What the task requires ▸ In the text on sparring, how many days of the week do most martial arts schools set aside for sparring?

Sparring: Sparring is a practice fight where you take everything you’ve learned and put it to the test against a live opponent in a mostly free-form format. The rules mostly change depending the martial art, on belt rank, or just for general safety (such as no blows to the head/no kicks to the head for minors). Sparring is not a substitute for a “real fight”, it’s just the closest you can get in a safe/controlled environment. People will take chances in sparring that they never would in real life simply because they know that it isn’t real or that they’re safe. If your characters aren’t practicing their techniques then no amount of sparring is going to help them improve. Doing a lot of sparring is like skipping ahead to F when you still need to work through A, B, C, D, and E. The boring stuff.

For example, most martial arts schools have one, yes only one, day of the week dedicated to sparring. It acts as a carrot to get kids interested in doing the boring stuff, much in the same way the prospect of dessert after the meal encourages children to eat their vegetables.

Just because your character is successful in sparring doesn’t mean they can do jack shit in a real fight. The closer their martial art hews in focus on street fighting/self-defense then the less freedom they’ll be allowed when sparring. You may be going “but it’s safe!”. It is never safe. Where two consenting adults can go at it legally, two minors will be in a host of trouble.

You need someone around who has some basic grasp of what they’re doing, free-form practicing rather than outright sparring is usually where innovation happens. If they don’t know enough to understand what it should look like, then the students will end up just baking their flaws into their techniques.

“I do not fear the man who has practiced 10,000 kicks once, but I fear the man who practiced one kick 10,000 times.” – Bruce Lee

This quote is pretty simple, but it trips people up. Bruce Lee is talking about refinement of the basics, which are the foundation of all martial arts. By focusing on a single technique, you carefully practice until it is perfect. Looking for flaws, adjusting yourself, fixing your mistakes, and continuing to work on it until it is the best it possibly can be. Whereas, the one who grabs at everything or doesn’t focus on their basics has no foundation and far less dangerous. This also directly applies to sparring because most students (not just writers) approach the exercise with the eagerness of “getting to do a real fight”.

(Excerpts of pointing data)
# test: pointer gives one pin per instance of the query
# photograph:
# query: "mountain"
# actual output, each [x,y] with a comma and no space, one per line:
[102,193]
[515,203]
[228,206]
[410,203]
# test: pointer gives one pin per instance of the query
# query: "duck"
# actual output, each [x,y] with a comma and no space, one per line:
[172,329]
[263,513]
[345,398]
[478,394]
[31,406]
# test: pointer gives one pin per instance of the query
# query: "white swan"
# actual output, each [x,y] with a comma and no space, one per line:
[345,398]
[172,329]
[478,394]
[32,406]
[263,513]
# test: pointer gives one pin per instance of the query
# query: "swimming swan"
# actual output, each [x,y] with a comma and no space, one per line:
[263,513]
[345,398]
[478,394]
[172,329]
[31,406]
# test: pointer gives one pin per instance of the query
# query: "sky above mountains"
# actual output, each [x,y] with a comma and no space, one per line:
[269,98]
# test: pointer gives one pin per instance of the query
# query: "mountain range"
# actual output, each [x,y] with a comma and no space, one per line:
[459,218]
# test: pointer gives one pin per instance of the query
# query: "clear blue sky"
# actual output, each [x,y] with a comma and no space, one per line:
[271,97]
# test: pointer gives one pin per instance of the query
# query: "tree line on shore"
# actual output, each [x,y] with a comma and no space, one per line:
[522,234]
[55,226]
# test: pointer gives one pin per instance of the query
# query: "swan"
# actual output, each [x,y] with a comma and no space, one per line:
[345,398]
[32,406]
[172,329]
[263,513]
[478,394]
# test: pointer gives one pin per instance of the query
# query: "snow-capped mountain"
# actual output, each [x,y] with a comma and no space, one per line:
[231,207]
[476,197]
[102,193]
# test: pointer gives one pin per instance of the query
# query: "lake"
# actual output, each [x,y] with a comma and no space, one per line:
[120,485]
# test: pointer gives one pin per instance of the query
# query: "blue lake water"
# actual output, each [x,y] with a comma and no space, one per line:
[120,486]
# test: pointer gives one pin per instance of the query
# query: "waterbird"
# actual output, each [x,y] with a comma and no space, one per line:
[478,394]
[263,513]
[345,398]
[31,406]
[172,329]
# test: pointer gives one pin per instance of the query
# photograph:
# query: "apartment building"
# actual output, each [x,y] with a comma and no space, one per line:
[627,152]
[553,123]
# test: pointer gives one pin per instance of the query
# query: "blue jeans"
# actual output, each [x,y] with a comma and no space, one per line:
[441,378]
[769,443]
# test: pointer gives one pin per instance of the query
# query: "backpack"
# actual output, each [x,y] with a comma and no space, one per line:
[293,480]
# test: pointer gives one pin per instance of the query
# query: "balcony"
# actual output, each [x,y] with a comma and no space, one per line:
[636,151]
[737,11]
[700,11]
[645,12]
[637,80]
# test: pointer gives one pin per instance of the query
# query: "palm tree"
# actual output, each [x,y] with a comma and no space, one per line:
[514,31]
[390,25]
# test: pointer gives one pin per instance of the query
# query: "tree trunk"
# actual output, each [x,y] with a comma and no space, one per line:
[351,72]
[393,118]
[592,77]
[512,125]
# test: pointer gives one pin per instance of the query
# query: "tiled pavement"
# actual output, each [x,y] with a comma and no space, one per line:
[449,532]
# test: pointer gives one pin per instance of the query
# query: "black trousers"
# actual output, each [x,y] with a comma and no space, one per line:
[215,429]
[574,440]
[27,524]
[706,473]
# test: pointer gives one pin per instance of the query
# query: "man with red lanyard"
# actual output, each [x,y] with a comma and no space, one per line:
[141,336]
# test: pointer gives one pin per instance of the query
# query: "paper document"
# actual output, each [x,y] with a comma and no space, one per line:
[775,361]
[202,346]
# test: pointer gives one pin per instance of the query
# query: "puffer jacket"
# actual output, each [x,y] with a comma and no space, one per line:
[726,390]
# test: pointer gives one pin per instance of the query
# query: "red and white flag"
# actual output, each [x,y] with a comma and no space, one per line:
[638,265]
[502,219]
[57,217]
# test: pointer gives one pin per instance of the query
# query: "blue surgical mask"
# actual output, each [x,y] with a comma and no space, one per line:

Complete answer ▸ One day.